Segment Start: Text segment

L'Aster, Aster, Ateliers de Construction Mecanique l'Aster, was a French manufacturer of automobiles and the leading supplier of engines to other manufacturers from the late 1890s until circa 1910/12. Although primarily known as an engine mass manufacturer the company also produced chassis for coach-works and a complete range of components.

Aster produced a range of engines including: stationary motors; electricity generators; automobile motors; marine engines and aero engines. There were air-cooled and water cooled Gasoline motors, Kerosene motors, and Gas Motors.
Among the companies for which Aster produced engines and other parts were Ache Frères, Achilles, Argyll, Ariès, Aster-Newey, Automobiles Barré, Bolide, Belhaven, Bij 't Vuur, Century, Clément, Darracq, Dennis, Durham-Churchill, Ernst, Excelsior, Gladiator, Hanzer, Hoflack, Hurtu, Korn et Latil, Lacoste & Battmann, La Torpille, Lucerna, Newey Aster, Société Parisienne, Passy-Thellier, Pearson, Prunel, Rochet, Rouxel, Reyrol, Sage, Siddeley-Deasy, Simplicia, Singer, Swift, Vulcan,
West-Aster, Whippet, Whitlock. and Le Zèbre. By 1906 Aster was able to claim over 11,000 users of their engines.

Segment End: Text segment
Segment Start: Dataset content

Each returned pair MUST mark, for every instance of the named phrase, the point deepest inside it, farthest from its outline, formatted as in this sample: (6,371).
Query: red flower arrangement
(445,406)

Segment End: Dataset content

Description of the task: Please write out the Aster text again from "L'Aster, Aster, Ateliers" up to and including "range of components.", substituting "frames" for "chassis".

Response below:
L'Aster, Aster, Ateliers de Construction Mecanique l'Aster, was a French manufacturer of automobiles and the leading supplier of engines to other manufacturers from the late 1890s until circa 1910/12. Although primarily known as an engine mass manufacturer the company also produced frames for coach-works and a complete range of components.